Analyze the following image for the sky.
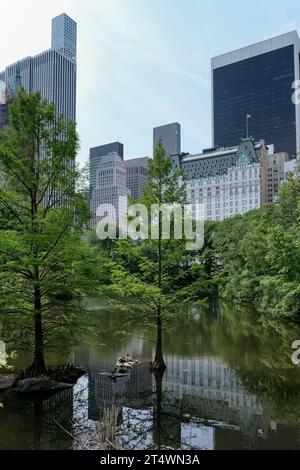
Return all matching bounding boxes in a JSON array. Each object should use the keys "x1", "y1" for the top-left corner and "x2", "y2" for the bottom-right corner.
[{"x1": 0, "y1": 0, "x2": 300, "y2": 163}]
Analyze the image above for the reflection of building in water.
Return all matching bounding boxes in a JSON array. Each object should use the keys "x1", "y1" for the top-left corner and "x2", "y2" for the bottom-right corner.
[
  {"x1": 0, "y1": 320, "x2": 6, "y2": 367},
  {"x1": 164, "y1": 356, "x2": 268, "y2": 437},
  {"x1": 0, "y1": 388, "x2": 73, "y2": 450},
  {"x1": 75, "y1": 339, "x2": 152, "y2": 421}
]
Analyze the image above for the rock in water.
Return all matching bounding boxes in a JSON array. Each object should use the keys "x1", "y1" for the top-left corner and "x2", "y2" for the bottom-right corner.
[{"x1": 15, "y1": 377, "x2": 72, "y2": 394}]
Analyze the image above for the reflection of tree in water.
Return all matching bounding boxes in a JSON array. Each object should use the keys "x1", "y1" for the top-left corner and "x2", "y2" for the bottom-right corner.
[
  {"x1": 166, "y1": 304, "x2": 300, "y2": 423},
  {"x1": 0, "y1": 389, "x2": 73, "y2": 450}
]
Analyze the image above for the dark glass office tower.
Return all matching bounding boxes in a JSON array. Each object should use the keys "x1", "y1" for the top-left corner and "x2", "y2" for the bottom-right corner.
[{"x1": 212, "y1": 31, "x2": 300, "y2": 158}]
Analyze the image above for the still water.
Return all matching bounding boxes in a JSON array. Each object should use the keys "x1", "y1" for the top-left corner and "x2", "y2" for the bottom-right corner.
[{"x1": 0, "y1": 300, "x2": 300, "y2": 449}]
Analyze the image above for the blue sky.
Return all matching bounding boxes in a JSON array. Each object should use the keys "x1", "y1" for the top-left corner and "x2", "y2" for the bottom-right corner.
[{"x1": 0, "y1": 0, "x2": 300, "y2": 162}]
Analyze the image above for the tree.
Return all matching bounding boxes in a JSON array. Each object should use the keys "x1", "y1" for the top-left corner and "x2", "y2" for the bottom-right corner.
[
  {"x1": 0, "y1": 90, "x2": 92, "y2": 375},
  {"x1": 111, "y1": 142, "x2": 206, "y2": 371}
]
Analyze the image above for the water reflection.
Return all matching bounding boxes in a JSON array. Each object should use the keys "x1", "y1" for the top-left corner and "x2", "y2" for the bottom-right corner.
[{"x1": 0, "y1": 305, "x2": 300, "y2": 449}]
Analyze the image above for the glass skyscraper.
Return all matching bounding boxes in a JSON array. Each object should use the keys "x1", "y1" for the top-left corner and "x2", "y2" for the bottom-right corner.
[
  {"x1": 212, "y1": 31, "x2": 300, "y2": 158},
  {"x1": 153, "y1": 122, "x2": 181, "y2": 155},
  {"x1": 0, "y1": 13, "x2": 77, "y2": 121}
]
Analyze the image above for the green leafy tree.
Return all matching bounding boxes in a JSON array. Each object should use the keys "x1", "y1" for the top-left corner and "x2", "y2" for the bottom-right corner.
[
  {"x1": 0, "y1": 90, "x2": 95, "y2": 375},
  {"x1": 111, "y1": 143, "x2": 206, "y2": 371}
]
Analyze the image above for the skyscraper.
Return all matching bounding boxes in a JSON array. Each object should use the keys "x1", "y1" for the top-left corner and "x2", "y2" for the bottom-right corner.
[
  {"x1": 153, "y1": 122, "x2": 181, "y2": 155},
  {"x1": 90, "y1": 142, "x2": 124, "y2": 191},
  {"x1": 124, "y1": 157, "x2": 149, "y2": 200},
  {"x1": 51, "y1": 13, "x2": 77, "y2": 62},
  {"x1": 0, "y1": 13, "x2": 77, "y2": 121},
  {"x1": 211, "y1": 31, "x2": 300, "y2": 158},
  {"x1": 90, "y1": 152, "x2": 130, "y2": 226}
]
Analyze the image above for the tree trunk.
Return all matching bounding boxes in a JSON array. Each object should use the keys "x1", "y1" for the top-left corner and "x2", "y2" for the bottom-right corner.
[
  {"x1": 153, "y1": 370, "x2": 164, "y2": 449},
  {"x1": 32, "y1": 286, "x2": 46, "y2": 376},
  {"x1": 152, "y1": 309, "x2": 166, "y2": 371}
]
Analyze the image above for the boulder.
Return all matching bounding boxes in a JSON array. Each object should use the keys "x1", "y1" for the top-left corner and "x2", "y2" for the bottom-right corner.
[{"x1": 15, "y1": 376, "x2": 73, "y2": 394}]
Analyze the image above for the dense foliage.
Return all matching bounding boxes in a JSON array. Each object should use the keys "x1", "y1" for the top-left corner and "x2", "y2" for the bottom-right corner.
[{"x1": 209, "y1": 163, "x2": 300, "y2": 321}]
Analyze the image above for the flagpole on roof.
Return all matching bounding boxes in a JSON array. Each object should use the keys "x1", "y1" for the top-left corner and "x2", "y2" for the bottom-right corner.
[{"x1": 246, "y1": 113, "x2": 251, "y2": 139}]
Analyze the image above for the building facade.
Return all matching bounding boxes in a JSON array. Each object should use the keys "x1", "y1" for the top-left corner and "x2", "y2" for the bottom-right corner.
[
  {"x1": 124, "y1": 157, "x2": 149, "y2": 200},
  {"x1": 153, "y1": 122, "x2": 181, "y2": 155},
  {"x1": 211, "y1": 31, "x2": 300, "y2": 158},
  {"x1": 0, "y1": 13, "x2": 76, "y2": 125},
  {"x1": 186, "y1": 155, "x2": 260, "y2": 220},
  {"x1": 90, "y1": 152, "x2": 130, "y2": 226},
  {"x1": 283, "y1": 158, "x2": 300, "y2": 180},
  {"x1": 90, "y1": 142, "x2": 124, "y2": 191},
  {"x1": 260, "y1": 152, "x2": 288, "y2": 204},
  {"x1": 176, "y1": 138, "x2": 277, "y2": 221},
  {"x1": 172, "y1": 137, "x2": 273, "y2": 181}
]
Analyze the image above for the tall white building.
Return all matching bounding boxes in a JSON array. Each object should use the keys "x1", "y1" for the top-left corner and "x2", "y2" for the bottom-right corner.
[
  {"x1": 186, "y1": 154, "x2": 261, "y2": 220},
  {"x1": 90, "y1": 152, "x2": 130, "y2": 226}
]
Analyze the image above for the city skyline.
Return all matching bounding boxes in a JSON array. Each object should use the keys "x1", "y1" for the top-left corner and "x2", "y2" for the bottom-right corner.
■ ■ ■ ■
¿Cuántas líneas de los ítems de arriba contienen la cadena "glass", distinguiendo entre mayúsculas y minúsculas? Responde solo con el número.

» **RESPUESTA COMPLETA**
2